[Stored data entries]

# # # # #

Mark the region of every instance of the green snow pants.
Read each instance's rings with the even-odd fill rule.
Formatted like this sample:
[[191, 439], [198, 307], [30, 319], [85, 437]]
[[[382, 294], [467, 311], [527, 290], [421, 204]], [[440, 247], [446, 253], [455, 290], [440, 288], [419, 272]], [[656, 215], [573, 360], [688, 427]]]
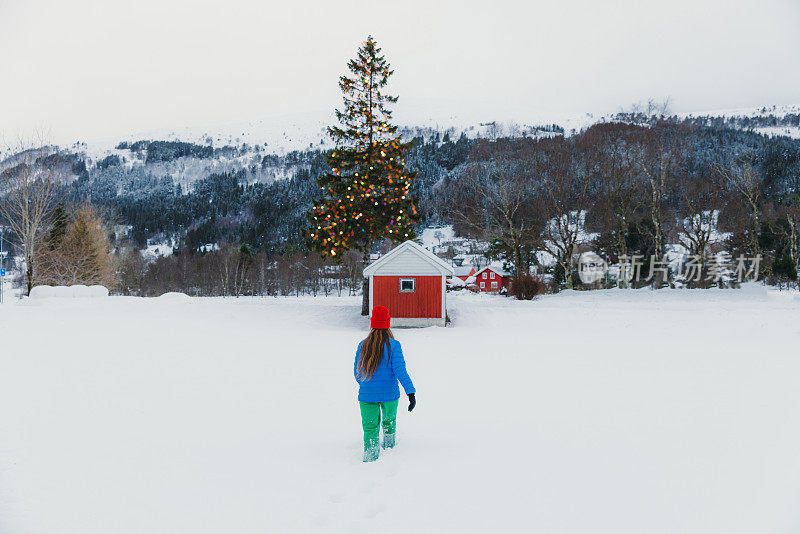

# # # # #

• _Instructions for the task_
On how many lines of the data does "instance" appear? Give only that number.

• _Your solution_
2